_Prompt_
Format every line of the listing below as a JSON list of strings, one string per line, and omit blank lines. Leave the pictures out of your answer.

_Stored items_
#####

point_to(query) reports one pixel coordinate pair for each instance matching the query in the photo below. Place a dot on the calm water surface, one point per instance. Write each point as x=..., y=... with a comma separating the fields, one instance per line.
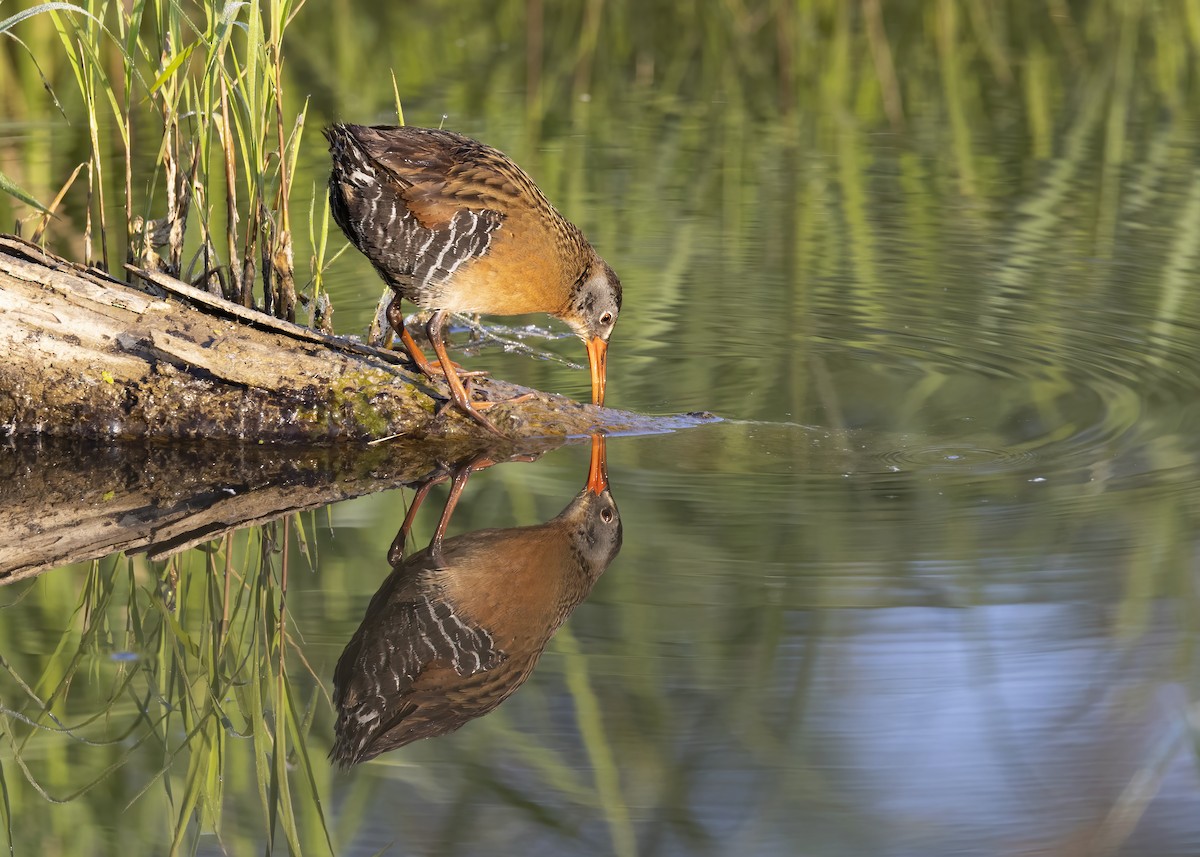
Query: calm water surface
x=930, y=588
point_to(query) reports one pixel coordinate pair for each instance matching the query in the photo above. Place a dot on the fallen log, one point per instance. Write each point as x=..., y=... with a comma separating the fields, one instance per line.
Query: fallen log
x=87, y=355
x=64, y=501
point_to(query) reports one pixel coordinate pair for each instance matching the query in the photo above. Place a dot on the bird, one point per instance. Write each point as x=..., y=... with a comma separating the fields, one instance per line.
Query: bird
x=456, y=628
x=455, y=226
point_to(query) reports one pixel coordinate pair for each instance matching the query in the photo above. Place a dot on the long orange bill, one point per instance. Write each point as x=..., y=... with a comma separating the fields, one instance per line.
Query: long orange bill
x=598, y=359
x=598, y=471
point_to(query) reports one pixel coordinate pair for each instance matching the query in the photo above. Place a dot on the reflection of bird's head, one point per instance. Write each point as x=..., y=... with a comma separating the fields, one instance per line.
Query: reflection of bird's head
x=594, y=525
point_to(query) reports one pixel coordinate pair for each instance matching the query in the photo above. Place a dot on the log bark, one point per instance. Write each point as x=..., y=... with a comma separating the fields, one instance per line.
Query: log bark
x=83, y=354
x=65, y=501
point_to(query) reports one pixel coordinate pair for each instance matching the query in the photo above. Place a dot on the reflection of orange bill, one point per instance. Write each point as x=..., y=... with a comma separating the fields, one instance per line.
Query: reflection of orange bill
x=598, y=471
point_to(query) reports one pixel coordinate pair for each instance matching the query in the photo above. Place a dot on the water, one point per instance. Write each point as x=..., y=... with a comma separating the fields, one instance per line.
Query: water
x=928, y=588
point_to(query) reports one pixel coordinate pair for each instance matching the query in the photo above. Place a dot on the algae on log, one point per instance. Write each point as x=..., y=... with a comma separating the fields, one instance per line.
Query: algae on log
x=65, y=501
x=87, y=355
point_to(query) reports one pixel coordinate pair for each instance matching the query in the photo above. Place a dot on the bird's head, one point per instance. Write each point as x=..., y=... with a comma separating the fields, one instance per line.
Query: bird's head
x=592, y=313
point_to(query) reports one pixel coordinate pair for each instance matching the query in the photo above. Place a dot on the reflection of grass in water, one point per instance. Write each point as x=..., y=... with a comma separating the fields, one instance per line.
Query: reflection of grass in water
x=187, y=661
x=719, y=91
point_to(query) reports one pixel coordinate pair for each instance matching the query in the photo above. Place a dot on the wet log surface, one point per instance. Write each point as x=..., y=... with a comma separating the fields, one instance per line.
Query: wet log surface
x=90, y=357
x=65, y=501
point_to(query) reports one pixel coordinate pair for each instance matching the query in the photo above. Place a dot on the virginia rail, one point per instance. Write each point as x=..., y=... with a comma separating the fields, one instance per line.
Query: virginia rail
x=455, y=226
x=459, y=627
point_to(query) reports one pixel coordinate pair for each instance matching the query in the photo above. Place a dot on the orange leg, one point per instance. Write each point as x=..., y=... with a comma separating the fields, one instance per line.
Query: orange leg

#####

_Completed task_
[
  "point_to(query) reports one pixel coordinate pair for each instance matching the query in the photo below. Place a dot on the calm water surface, one point per instance. Write each point as x=..., y=... with a comma separating the fields, one instance per line.",
  "Query: calm water surface",
  "x=930, y=588",
  "point_to(query) reports one pixel coordinate pair for each instance matching the query in the photo above. Place a dot on the fallen log, one point per instance. Write each point as x=..., y=... with a comma separating the fields, one instance per line.",
  "Query: fallen log",
  "x=87, y=355",
  "x=64, y=501",
  "point_to(query) reports one pixel coordinate pair for each instance matching the query in the photo above. Place a dot on the bird, one point per instance. Write each point as x=..., y=... with a comma separating the fields, one instance per line.",
  "Query: bird",
  "x=456, y=628",
  "x=455, y=226",
  "point_to(query) reports one pixel coordinate pair for each instance matching the query in the photo above. Place a dot on the long orange bill, one point per instance. Write each point as x=..., y=... with a comma separating the fields, one instance per line.",
  "Query: long orange bill",
  "x=598, y=359",
  "x=598, y=471",
  "point_to(query) reports one pixel coordinate pair for each instance matching the query in the photo above. Place a dot on the reflection of bird's head, one point per instance. Write each point as x=..., y=... with a comma separating the fields, one instance per line.",
  "Query: reflection of bird's head",
  "x=594, y=525",
  "point_to(query) reports one pixel coordinate pair for each instance matching the query in the photo above. Place a dot on the log bark, one point per instance. Write each point as x=..., y=... with a comma separating the fields, one instance per line.",
  "Query: log bark",
  "x=83, y=354",
  "x=65, y=501",
  "point_to(query) reports one pixel coordinate pair for each instance matching the query in the photo above. Place a dot on the reflection of orange bill, one point per instance. Write each point as x=..., y=... with a comma separating the fields, one instance per line.",
  "Query: reflection of orange bill",
  "x=598, y=471",
  "point_to(query) reports one pixel coordinate pair for each instance matching the query in the photo above. Place a dot on the water, one point per instance. Write each point as x=..., y=... with a comma separating the fields, one instance per line.",
  "Query: water",
  "x=928, y=588",
  "point_to(query) reports one pixel coordinate pair for each instance matching the query in the photo above. Place a dot on the algae on log, one point per instance. Write each point as x=..., y=... with a comma separating the fields, one instance per line.",
  "Query: algae on log",
  "x=65, y=501",
  "x=87, y=355",
  "point_to(query) reports one pixel coordinate pair for each instance matching the query in the photo above. Place a dot on the bird's head, one point per instance. Write each point as x=..., y=... with a comma separating the fields, one instance per line.",
  "Query: bird's head",
  "x=592, y=313",
  "point_to(query) reports one pixel coordinate pair for each instance matching the query in the photo above. Place a dot on the reflection of grass in water, one point per instance. Write each point as x=..., y=... with a comma separating the fields, one instance per line.",
  "Query: reflection of grass in water",
  "x=187, y=661",
  "x=719, y=91",
  "point_to(query) reports one pixel coordinate pair for each instance matching the query in the photo above. Place a dot on the wet log surface, one point per instance. Write each point as x=..., y=... with a comma separating the fields, one instance per line.",
  "Query: wet log surface",
  "x=90, y=357",
  "x=65, y=501",
  "point_to(query) reports one pixel coordinate pair for each instance matching the query in the photo above. Place a dot on the virginia rail, one point per instance. Write each point as x=..., y=... with a comma separating the fields, one instance per line.",
  "Query: virginia rail",
  "x=455, y=226",
  "x=459, y=627",
  "point_to(query) reports one pixel coordinate pair for each instance matching the query in the photo above. Place a dot on the orange leg, one point per instance. Write each point as x=..., y=... with a comma separating the fields, one instance per line.",
  "Query: orange leg"
]